▶ [Material provided]:
-- BEGIN --

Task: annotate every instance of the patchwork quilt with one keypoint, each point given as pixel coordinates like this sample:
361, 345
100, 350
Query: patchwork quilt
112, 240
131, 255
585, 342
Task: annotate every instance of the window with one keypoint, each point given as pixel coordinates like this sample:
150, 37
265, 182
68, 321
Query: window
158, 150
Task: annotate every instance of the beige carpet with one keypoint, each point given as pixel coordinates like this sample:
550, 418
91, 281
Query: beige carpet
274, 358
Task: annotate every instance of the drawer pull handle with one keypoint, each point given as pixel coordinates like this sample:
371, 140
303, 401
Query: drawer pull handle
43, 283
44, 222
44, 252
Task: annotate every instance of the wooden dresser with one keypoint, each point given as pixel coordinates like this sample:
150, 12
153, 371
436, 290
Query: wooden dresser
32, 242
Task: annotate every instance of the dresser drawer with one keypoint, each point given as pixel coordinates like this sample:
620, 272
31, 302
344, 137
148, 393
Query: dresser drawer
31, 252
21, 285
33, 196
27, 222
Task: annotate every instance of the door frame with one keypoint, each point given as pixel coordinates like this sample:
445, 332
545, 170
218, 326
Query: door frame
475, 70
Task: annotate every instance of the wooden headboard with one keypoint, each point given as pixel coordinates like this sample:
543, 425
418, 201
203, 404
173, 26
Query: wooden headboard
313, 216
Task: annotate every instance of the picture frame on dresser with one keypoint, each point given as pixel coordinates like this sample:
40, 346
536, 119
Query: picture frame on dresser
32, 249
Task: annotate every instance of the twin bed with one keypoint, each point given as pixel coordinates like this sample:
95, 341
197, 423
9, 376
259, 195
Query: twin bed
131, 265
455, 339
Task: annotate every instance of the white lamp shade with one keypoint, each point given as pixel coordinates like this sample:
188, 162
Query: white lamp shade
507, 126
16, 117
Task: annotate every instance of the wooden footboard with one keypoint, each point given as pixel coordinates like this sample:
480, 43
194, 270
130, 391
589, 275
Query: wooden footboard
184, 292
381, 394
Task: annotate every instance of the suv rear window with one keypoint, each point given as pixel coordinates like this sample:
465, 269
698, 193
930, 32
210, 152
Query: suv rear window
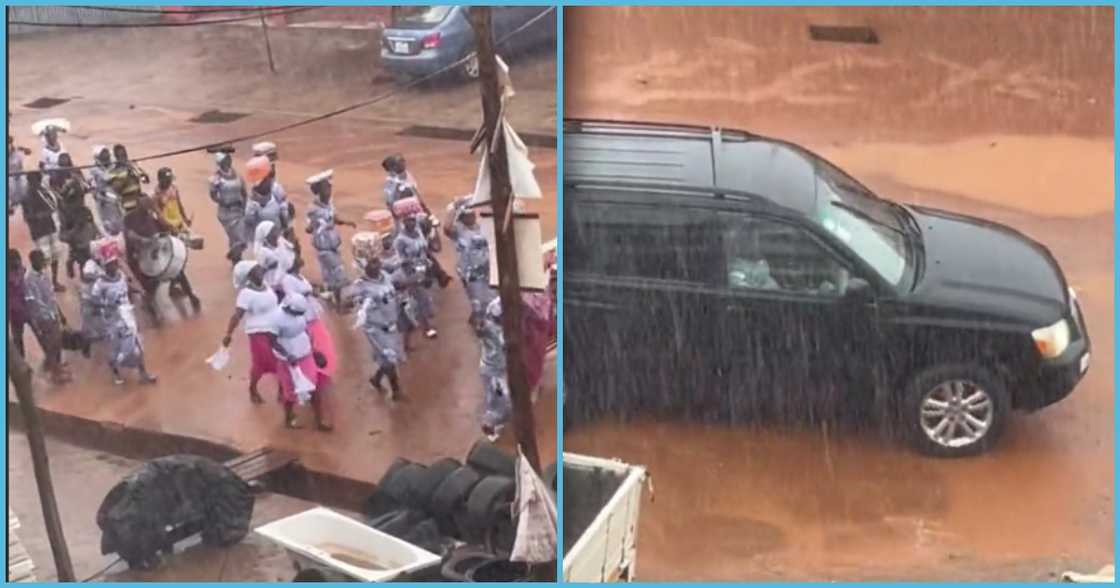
418, 17
637, 241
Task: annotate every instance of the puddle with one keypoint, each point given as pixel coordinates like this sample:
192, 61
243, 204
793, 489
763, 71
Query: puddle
1050, 176
46, 103
217, 117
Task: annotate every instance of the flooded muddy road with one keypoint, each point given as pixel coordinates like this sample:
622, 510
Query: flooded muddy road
992, 112
138, 103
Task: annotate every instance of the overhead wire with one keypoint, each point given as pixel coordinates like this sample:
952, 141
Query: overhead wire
203, 10
161, 25
326, 115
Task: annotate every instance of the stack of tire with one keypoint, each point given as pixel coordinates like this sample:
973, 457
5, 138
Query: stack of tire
448, 502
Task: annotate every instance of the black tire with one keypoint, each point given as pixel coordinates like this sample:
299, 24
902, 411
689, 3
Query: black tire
425, 534
463, 560
402, 523
927, 382
404, 484
488, 458
434, 477
454, 492
491, 494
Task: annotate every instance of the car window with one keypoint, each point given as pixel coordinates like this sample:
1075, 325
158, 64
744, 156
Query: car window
419, 16
767, 254
637, 241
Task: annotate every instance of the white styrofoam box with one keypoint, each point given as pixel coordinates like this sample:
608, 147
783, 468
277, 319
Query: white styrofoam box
320, 533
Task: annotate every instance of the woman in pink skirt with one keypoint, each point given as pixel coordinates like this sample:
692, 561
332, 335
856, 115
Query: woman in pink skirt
255, 301
322, 343
292, 346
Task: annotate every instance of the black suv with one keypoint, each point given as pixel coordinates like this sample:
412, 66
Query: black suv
718, 276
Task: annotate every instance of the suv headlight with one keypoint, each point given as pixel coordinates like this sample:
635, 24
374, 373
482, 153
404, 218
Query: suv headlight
1052, 341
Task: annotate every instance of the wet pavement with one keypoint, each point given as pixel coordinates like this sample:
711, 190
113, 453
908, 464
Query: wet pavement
138, 104
994, 112
82, 478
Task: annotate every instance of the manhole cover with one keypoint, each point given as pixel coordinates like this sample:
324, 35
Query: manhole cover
46, 103
218, 117
838, 34
547, 141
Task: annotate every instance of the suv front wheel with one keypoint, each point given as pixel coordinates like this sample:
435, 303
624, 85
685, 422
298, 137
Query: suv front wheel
955, 410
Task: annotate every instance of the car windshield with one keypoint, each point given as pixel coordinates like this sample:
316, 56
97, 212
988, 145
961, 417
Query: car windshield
419, 16
869, 226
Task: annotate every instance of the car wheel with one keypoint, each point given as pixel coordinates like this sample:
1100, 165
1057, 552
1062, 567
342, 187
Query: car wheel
955, 410
469, 68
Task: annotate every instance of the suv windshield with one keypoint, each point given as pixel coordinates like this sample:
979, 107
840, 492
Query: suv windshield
868, 225
419, 16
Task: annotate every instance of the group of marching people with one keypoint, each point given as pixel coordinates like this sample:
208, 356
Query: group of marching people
276, 304
53, 202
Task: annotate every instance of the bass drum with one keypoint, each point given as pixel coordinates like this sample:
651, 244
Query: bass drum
165, 259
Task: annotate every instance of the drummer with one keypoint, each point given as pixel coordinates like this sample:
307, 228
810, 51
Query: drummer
52, 149
262, 204
322, 224
171, 212
109, 204
227, 190
126, 177
17, 184
142, 227
423, 230
474, 262
269, 150
111, 294
398, 177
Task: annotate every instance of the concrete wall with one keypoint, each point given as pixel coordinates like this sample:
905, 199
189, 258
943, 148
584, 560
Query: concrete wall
59, 15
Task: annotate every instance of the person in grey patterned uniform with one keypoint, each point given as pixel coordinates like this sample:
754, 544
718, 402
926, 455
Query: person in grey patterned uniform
227, 190
322, 222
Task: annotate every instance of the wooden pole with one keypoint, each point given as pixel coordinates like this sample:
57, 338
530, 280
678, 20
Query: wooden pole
502, 199
268, 44
20, 375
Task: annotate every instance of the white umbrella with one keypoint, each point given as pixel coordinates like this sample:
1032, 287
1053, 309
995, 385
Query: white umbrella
535, 512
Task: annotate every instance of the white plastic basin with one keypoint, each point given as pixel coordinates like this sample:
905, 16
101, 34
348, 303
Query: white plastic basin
346, 546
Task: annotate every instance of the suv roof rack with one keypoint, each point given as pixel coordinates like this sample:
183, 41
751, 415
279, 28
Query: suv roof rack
715, 192
652, 128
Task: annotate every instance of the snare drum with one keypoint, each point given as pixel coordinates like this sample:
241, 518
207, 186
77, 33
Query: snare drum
165, 259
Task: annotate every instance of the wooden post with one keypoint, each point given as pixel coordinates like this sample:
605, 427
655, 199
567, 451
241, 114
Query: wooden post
502, 199
268, 44
20, 375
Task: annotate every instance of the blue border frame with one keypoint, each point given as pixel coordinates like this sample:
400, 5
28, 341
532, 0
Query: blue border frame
560, 101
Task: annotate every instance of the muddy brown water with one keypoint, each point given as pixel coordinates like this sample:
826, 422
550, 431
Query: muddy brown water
1004, 113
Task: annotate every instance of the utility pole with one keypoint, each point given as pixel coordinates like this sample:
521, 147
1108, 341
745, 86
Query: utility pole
501, 202
268, 44
20, 375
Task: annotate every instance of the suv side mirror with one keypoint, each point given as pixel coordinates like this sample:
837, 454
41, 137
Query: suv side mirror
859, 290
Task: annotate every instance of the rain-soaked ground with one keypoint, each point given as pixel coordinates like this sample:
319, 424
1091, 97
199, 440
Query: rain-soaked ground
121, 91
995, 112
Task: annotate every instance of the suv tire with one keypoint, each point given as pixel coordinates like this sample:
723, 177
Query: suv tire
964, 402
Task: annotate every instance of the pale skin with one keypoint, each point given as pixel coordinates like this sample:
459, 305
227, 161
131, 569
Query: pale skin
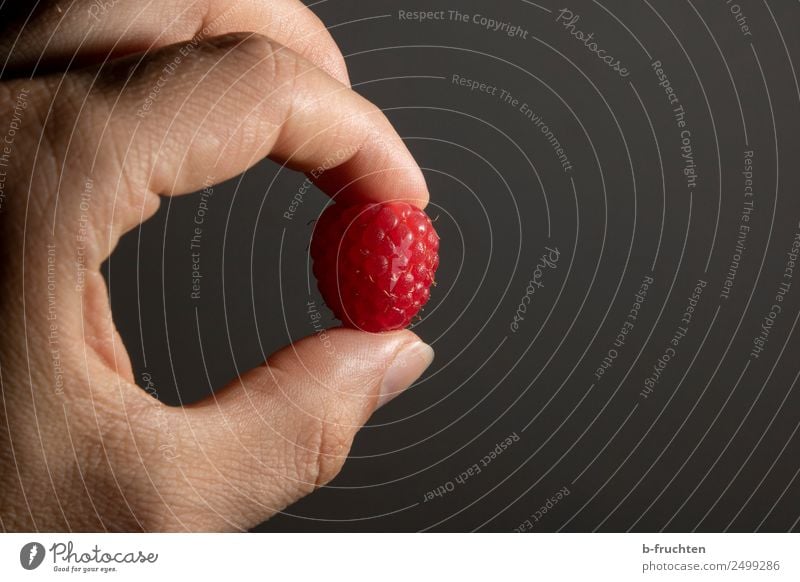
82, 447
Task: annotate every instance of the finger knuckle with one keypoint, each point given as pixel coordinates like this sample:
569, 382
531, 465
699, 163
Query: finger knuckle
321, 460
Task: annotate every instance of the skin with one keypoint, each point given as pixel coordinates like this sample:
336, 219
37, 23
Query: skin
81, 446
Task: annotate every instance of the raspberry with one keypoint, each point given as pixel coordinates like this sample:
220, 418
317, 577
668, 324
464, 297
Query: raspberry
375, 263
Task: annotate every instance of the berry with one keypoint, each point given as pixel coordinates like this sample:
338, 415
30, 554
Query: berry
375, 263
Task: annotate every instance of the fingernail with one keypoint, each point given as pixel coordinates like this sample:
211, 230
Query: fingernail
408, 365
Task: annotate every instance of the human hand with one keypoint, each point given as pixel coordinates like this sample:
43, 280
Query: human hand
104, 107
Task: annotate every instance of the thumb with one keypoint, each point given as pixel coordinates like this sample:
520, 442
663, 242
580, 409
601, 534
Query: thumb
285, 428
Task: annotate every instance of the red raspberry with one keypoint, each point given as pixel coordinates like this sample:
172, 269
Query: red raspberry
375, 263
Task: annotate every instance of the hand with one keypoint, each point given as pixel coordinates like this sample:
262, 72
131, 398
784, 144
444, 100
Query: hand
106, 105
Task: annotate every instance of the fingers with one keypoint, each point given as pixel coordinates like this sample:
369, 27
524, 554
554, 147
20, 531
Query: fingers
195, 114
79, 32
285, 428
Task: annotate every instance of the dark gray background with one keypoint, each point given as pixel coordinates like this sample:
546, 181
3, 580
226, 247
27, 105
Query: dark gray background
714, 447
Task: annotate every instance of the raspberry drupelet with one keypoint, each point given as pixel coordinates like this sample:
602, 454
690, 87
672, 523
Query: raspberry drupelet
375, 263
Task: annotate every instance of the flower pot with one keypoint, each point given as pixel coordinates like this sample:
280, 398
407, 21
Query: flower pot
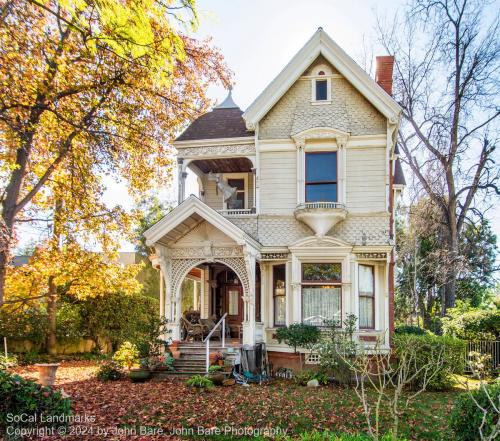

-- END --

▶ [Given exercise]:
Rewrite the lines starting from the one that contains "Task: annotate every instance of the thumb" and continuing through the final line, substituting "ripe raspberry" for "red raspberry" and leaving everything else unchanged. Omit the pictures from your answer.

▶ [Full answer]:
Task: annotate every instance of the thumb with one keypoint, each point given as pixel coordinates like this sample:
520, 442
663, 242
580, 409
601, 534
Query: thumb
285, 428
Task: annotate every instance of the ripe raspberry with one keypoint, each point given as pixel coordinates like this sample:
172, 269
Query: ripe raspberry
375, 263
Task: annotate every instance of the hand with one keypoint, each point given as pixel coordinates like this sample:
262, 72
131, 398
784, 144
444, 100
Query: hand
106, 105
Task: annotate every instance of the fingers with one keypoint, each point given as pixel coordinates like this sample:
369, 27
524, 554
554, 147
20, 531
Query: fingers
195, 114
79, 32
285, 428
Task: annotate every instance of the dark gray background with one keypoint, each point given as pixel coordinates like this sample:
546, 181
3, 580
226, 247
27, 105
Query: dark gray background
714, 447
Task: annotate every instance of the raspberry drupelet with one keypoint, each point given as pixel coordinates like this sample:
602, 454
690, 87
672, 523
Query: raspberry drupelet
375, 263
Task: annotate every instance of the flower pot with one keypoint, each point given as pixel coordinates like this sample:
280, 398
407, 21
Query: flower pot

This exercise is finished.